*SHORT EXERCISE:*
All lines from the one with "mark: the innermost point of each instance of the girl" to the end need to be copied exactly, with nothing before them.

** START OF PROVIDED RECORDS **

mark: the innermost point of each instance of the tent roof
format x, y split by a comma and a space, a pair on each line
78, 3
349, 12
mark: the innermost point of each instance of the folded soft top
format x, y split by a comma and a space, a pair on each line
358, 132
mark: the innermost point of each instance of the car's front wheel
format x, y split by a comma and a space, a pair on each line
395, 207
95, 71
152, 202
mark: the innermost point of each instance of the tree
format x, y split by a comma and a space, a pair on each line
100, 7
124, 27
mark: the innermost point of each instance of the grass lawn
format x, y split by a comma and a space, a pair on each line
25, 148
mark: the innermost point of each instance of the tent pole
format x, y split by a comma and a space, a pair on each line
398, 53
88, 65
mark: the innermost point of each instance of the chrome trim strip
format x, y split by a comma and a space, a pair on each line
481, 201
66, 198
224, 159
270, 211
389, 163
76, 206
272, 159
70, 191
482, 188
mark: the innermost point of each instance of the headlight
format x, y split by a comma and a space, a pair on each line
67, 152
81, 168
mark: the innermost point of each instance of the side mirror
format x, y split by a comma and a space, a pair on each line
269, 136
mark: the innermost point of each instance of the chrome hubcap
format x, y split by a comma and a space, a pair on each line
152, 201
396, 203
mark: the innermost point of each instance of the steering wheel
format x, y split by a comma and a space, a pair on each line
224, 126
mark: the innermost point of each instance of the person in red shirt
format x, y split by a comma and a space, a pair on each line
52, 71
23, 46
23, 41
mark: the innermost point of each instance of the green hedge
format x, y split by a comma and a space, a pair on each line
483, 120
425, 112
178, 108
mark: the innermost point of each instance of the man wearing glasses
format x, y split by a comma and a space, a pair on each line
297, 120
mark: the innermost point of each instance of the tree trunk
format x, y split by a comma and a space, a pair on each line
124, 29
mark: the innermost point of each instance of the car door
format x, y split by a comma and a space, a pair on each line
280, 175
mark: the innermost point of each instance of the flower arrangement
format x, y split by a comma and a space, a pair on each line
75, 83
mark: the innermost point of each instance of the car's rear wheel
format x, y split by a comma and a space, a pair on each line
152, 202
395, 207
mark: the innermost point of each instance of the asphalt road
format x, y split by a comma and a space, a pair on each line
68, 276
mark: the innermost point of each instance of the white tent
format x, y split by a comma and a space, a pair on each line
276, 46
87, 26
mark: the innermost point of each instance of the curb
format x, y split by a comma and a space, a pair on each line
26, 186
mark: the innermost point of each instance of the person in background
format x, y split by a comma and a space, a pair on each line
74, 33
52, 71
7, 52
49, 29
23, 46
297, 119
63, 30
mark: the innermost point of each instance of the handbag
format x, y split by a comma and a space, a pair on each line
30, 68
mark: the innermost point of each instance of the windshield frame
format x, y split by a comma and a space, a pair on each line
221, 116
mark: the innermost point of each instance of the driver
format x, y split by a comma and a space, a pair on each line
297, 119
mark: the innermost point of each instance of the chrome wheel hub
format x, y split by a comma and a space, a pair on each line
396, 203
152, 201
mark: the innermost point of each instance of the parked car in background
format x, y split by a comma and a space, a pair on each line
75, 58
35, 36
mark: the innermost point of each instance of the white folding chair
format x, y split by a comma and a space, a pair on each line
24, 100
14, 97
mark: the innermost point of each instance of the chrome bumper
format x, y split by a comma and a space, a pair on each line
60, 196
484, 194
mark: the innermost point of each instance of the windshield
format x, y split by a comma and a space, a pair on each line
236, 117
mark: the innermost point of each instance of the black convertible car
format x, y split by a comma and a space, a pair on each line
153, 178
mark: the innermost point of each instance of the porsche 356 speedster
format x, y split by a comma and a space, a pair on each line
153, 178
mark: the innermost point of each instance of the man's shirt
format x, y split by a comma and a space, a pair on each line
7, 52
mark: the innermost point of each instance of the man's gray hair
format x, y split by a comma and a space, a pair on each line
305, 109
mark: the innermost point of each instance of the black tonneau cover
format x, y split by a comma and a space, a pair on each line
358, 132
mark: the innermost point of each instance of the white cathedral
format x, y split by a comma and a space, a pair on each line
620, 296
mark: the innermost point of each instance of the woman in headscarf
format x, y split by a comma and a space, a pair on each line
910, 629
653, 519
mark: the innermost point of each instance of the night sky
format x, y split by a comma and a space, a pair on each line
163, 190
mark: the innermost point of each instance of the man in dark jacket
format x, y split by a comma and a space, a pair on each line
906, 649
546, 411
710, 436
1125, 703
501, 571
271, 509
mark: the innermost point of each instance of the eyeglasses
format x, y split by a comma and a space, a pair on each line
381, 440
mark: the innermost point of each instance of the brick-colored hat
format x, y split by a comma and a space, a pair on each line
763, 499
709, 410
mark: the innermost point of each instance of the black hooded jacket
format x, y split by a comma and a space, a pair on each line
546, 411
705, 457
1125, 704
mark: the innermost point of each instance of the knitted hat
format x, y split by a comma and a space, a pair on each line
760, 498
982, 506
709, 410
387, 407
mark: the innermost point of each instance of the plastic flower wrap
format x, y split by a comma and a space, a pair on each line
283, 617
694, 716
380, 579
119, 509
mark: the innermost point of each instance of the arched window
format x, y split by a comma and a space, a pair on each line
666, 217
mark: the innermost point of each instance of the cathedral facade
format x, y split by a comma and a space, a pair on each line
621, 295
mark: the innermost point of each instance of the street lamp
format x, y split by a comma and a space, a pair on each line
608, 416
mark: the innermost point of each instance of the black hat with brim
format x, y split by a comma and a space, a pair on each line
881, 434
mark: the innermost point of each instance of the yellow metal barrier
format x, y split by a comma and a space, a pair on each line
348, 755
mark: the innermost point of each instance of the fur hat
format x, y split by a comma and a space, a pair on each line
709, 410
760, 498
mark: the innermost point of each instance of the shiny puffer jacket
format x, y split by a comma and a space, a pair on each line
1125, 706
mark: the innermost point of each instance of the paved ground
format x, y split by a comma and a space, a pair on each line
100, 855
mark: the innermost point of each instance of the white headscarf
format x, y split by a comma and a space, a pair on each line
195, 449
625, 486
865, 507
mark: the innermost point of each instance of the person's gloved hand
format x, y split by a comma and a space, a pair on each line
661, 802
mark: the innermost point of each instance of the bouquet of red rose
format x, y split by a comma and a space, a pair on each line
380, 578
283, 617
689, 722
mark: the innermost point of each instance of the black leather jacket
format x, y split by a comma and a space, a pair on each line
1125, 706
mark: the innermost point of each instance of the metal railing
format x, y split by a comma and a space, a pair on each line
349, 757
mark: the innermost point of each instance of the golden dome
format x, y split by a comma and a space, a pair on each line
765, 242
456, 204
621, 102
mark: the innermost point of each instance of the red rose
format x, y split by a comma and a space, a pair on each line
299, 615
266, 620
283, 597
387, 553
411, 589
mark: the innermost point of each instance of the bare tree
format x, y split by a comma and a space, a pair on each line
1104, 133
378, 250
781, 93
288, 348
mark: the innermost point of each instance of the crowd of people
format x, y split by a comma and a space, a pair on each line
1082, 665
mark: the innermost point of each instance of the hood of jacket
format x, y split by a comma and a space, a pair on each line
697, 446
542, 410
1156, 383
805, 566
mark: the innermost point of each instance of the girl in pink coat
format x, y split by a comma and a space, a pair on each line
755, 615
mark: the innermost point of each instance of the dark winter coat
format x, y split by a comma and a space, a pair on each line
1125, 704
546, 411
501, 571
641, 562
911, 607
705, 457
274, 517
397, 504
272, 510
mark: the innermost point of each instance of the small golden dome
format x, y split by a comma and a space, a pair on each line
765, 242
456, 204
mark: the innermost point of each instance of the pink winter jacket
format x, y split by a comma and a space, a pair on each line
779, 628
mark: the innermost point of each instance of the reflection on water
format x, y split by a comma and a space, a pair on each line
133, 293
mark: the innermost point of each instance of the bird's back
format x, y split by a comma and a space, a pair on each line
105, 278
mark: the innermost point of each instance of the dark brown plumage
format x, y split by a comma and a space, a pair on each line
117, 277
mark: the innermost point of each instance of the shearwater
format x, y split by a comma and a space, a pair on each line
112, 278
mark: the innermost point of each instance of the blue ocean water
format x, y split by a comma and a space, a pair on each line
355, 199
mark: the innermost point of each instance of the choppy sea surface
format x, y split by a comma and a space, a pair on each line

** END OF PROVIDED RECORDS **

*WRITTEN RESPONSE:*
mark: the innermost point of each instance of the girl in pink coat
format x, y split by a comma and a space, a pair on each line
755, 615
mark: the innermost point of each instance of the dark winter coat
format x, y split by a comma and a space, a pair on each line
1125, 704
546, 411
501, 571
641, 562
911, 607
705, 457
274, 517
397, 504
272, 510
mark: the innermost point of each instance of the small golden dome
format x, y split by a comma and a space, a pair on each line
765, 242
456, 204
mark: the innermost point of each instance of the pink winter jacket
format x, y split by a comma and a space, a pair on each line
779, 628
mark: the innermost point of each instance of the reflection on water
format x, y split by a comma and a space, a pair on each line
133, 293
mark: the innermost point of each instance of the bird's back
format x, y split by a comma and a space, a pair on each line
105, 278
mark: the innermost point of each instance of the dark brown plumage
format x, y split by a comma and a space, a pair on each line
117, 277
mark: the innermost point of each instance of the shearwater
format x, y split by a comma and a space, a pair on each line
112, 278
mark: the innermost point of each instance of the blue ocean water
format x, y split by a comma and a space, a pair on each line
355, 199
mark: the innermost point of each instance of the choppy sea surface
format x, y split by a comma and a space, a pair on each line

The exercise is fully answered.